*** Input for this task ***
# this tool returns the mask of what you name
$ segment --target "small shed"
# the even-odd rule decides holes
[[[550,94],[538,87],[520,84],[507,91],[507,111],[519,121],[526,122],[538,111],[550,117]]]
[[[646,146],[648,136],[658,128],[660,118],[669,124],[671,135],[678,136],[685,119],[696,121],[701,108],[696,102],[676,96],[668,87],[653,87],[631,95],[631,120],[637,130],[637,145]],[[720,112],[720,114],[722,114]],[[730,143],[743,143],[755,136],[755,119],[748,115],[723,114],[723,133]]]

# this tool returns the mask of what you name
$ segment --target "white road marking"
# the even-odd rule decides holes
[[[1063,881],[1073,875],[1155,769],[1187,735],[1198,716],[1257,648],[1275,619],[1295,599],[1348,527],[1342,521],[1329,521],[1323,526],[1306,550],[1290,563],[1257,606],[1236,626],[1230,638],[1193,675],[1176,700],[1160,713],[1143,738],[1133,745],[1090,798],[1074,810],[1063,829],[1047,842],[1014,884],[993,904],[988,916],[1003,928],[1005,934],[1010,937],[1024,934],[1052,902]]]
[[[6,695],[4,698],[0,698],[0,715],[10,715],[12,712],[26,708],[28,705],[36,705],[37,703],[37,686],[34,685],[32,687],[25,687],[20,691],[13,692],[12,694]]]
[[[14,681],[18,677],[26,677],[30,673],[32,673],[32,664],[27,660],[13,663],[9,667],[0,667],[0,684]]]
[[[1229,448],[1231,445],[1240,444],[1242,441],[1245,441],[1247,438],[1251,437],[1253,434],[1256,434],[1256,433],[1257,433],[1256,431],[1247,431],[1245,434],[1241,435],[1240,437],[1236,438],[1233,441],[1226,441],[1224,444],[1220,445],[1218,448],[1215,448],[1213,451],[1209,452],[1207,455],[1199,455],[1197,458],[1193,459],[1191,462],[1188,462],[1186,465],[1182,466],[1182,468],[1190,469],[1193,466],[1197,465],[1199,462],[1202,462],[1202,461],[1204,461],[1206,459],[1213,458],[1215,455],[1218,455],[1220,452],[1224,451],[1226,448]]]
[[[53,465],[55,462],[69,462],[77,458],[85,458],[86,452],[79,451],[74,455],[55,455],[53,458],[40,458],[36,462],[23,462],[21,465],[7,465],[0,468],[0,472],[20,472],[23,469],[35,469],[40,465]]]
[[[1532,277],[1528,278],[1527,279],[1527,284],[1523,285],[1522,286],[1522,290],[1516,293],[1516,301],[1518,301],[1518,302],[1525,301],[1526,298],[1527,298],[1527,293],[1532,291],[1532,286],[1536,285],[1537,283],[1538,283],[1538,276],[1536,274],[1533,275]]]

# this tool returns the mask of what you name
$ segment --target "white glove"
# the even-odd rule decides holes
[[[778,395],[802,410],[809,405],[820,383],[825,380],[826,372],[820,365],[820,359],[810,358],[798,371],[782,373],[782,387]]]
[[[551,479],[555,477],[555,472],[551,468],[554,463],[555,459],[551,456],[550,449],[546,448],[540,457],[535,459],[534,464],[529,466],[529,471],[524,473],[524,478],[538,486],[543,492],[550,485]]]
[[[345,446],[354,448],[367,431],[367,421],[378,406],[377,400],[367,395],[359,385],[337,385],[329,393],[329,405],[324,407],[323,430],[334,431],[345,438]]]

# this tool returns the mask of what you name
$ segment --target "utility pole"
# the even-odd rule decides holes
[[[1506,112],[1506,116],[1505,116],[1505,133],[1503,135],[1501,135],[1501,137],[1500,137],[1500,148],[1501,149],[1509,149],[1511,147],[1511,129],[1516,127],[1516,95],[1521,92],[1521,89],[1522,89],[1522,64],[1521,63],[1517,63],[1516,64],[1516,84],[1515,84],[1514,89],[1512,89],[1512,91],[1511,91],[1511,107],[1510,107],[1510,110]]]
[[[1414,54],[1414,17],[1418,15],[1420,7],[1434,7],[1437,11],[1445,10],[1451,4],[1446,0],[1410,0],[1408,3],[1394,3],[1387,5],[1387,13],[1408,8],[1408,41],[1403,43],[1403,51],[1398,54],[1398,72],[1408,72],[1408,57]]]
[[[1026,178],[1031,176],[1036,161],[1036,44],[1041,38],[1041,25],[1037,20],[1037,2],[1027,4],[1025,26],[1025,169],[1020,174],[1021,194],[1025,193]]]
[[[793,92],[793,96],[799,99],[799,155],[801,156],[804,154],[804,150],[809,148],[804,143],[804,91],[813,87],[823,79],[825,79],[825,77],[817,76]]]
*** End of Input for this task ***
*** Input for this task ***
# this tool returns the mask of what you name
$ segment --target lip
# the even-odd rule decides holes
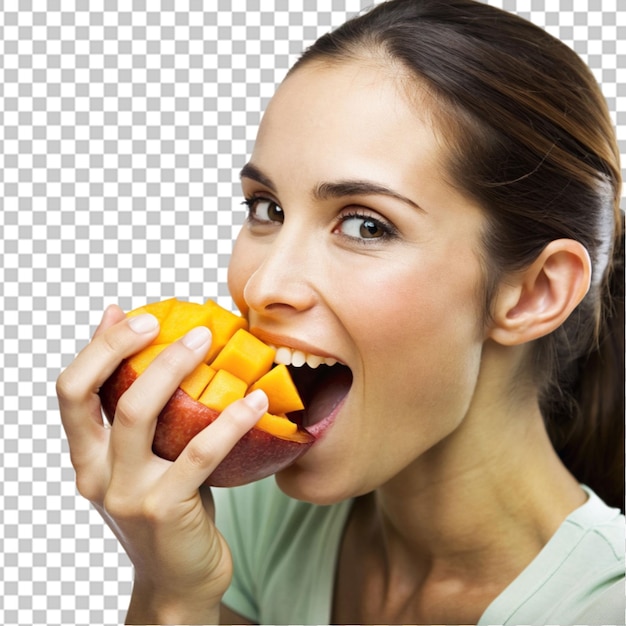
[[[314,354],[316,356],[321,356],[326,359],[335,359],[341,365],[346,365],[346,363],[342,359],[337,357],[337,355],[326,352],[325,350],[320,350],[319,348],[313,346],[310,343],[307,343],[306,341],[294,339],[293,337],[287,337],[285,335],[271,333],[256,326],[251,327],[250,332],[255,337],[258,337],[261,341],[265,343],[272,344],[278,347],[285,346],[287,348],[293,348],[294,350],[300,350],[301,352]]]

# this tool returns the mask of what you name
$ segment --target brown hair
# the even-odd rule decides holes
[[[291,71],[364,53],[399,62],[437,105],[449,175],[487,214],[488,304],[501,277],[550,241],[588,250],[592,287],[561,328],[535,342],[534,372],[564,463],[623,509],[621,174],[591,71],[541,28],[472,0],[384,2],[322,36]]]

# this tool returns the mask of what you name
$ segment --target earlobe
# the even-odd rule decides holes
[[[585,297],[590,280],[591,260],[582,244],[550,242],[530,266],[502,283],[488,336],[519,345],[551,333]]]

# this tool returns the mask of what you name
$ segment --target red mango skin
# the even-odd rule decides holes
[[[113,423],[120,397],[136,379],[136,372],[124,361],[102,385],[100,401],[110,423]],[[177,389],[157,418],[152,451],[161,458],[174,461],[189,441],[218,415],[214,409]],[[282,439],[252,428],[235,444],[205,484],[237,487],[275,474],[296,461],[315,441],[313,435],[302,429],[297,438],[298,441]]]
*** End of Input for this task ***
Once you have read through the entries, say how many of their lines include the string "target" and give nothing but that number.

Task answer
8